=== Excerpted records ===

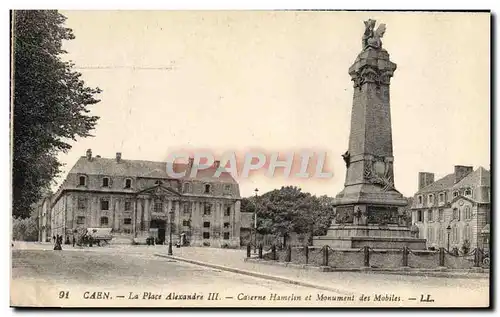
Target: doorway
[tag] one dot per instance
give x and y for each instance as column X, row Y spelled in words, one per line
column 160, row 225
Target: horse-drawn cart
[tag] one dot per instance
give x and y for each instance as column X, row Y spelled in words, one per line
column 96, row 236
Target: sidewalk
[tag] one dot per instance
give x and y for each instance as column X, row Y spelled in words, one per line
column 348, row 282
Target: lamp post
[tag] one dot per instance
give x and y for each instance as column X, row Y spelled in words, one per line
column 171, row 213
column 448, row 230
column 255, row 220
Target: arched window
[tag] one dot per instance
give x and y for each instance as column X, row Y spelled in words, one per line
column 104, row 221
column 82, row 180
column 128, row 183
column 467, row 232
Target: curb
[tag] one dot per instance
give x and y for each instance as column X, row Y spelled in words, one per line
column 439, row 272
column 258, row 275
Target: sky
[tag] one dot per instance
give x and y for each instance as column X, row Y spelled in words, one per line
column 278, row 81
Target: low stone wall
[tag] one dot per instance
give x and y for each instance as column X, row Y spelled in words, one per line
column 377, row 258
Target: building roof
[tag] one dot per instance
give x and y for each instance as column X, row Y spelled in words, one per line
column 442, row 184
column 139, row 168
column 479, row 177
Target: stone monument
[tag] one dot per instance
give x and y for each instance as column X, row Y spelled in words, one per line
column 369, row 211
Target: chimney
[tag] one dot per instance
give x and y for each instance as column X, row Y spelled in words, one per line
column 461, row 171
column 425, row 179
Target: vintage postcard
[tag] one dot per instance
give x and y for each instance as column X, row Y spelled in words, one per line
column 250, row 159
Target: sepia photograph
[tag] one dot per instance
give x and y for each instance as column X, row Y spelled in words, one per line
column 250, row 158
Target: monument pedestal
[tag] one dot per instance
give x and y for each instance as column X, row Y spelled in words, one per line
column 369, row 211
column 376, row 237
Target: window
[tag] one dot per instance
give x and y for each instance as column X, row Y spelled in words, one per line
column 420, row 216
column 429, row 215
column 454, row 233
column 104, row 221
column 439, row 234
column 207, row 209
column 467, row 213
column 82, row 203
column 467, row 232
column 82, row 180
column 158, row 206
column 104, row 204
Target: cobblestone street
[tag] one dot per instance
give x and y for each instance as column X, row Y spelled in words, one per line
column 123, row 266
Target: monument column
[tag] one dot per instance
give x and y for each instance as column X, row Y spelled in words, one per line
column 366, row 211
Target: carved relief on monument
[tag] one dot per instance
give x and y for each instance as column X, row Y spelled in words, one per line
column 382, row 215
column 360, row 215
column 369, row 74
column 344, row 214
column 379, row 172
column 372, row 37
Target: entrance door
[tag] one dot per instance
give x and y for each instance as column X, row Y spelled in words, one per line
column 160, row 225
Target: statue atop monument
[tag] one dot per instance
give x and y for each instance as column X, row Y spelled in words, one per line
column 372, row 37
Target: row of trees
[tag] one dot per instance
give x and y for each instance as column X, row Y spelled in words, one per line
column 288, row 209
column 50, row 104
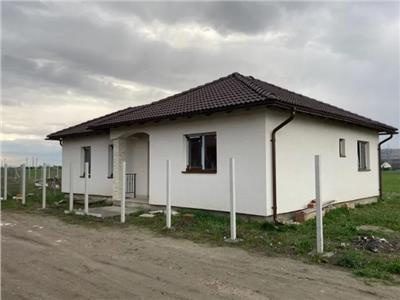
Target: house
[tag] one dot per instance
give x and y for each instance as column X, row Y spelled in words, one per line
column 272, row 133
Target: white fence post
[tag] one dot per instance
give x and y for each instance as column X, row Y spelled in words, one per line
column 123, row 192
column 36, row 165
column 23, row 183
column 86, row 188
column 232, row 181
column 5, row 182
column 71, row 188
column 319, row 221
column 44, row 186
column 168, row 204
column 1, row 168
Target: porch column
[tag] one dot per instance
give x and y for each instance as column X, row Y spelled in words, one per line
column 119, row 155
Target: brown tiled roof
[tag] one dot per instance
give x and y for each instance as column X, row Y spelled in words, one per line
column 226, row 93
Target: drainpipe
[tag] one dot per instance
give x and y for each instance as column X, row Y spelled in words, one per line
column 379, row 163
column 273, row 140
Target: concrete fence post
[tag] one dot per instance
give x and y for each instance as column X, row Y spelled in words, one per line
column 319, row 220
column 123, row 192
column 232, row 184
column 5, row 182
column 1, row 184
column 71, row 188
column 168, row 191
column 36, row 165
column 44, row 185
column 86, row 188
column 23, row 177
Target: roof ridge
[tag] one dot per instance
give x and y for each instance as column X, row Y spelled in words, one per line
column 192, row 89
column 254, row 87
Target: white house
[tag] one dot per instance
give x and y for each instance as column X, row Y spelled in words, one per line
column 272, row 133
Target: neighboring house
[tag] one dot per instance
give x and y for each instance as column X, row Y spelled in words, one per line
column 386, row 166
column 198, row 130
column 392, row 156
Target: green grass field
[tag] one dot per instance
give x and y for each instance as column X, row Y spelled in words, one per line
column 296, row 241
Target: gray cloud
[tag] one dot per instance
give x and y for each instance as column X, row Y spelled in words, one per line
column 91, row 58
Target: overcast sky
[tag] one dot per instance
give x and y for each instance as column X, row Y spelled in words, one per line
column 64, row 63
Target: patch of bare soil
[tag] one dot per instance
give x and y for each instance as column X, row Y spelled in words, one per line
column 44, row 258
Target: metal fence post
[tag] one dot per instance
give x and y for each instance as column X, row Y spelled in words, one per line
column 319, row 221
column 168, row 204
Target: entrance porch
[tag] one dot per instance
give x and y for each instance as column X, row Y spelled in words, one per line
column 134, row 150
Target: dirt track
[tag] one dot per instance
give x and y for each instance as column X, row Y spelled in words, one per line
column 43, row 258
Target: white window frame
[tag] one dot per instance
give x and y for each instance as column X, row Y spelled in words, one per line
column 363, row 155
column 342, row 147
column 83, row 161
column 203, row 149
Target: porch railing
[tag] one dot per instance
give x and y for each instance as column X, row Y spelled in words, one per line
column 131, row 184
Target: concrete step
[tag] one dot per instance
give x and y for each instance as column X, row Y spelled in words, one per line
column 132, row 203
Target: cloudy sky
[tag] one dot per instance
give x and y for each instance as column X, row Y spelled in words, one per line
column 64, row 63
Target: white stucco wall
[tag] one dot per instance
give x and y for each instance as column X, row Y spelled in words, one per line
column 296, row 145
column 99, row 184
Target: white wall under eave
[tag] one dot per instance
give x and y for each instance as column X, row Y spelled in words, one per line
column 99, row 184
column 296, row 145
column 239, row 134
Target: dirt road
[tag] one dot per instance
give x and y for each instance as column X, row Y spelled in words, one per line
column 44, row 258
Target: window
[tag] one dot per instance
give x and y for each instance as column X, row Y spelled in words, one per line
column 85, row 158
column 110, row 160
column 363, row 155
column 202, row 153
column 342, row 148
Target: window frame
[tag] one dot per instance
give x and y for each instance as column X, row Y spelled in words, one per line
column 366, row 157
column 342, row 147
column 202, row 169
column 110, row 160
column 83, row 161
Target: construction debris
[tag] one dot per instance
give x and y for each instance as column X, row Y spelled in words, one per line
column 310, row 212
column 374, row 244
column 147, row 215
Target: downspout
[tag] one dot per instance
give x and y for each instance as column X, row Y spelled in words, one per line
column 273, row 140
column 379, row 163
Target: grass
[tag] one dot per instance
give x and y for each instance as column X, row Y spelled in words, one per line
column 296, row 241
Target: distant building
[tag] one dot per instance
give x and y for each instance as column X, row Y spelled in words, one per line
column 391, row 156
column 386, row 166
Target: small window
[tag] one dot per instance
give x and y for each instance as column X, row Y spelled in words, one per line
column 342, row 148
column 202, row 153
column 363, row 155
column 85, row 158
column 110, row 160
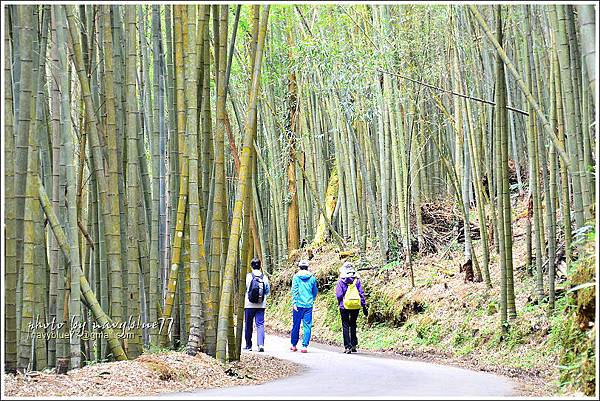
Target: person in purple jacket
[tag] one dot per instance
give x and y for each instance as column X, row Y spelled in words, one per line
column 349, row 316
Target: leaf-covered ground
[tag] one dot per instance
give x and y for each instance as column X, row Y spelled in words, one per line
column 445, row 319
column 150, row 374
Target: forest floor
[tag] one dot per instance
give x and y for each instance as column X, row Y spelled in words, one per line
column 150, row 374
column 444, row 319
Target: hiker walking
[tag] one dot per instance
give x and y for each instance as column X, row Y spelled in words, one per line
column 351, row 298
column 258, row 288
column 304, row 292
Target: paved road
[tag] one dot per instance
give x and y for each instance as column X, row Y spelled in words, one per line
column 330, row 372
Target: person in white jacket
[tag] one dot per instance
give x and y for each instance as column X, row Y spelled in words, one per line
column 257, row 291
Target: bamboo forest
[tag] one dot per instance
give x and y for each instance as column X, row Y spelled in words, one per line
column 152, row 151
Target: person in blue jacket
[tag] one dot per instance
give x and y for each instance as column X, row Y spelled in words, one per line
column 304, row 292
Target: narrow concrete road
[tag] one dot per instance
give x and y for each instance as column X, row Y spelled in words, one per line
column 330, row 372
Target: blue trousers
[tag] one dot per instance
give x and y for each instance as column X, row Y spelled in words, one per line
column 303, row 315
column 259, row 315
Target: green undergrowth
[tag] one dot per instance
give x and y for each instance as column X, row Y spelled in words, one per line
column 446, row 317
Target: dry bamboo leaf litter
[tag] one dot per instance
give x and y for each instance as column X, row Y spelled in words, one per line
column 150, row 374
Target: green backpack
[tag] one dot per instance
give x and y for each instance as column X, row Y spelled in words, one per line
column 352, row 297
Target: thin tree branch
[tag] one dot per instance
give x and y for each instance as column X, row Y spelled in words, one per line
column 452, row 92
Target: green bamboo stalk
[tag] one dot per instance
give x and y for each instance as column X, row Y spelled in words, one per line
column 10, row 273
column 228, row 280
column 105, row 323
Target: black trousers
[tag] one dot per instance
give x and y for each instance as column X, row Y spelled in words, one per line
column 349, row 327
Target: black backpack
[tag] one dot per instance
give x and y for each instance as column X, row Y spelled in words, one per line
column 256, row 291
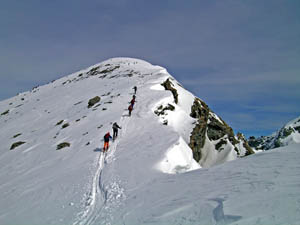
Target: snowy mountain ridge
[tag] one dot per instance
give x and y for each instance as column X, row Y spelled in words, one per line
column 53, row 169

===

### Short task
Rename "monument pedestal" to "statue base" and reproduce only the stretch of material from the line containing "Target: sepia photograph" through the line containing "column 376, row 237". Leave everything else in those lines unchanged.

### Response to the exercise
Target: sepia photograph
[tag] one dot per instance
give x and y for each instance as column X, row Y spelled in words, one per line
column 250, row 158
Target: statue base
[tag] one dot per instance
give x and y for each instance as column X, row Y spelled in words, one per line
column 369, row 211
column 376, row 237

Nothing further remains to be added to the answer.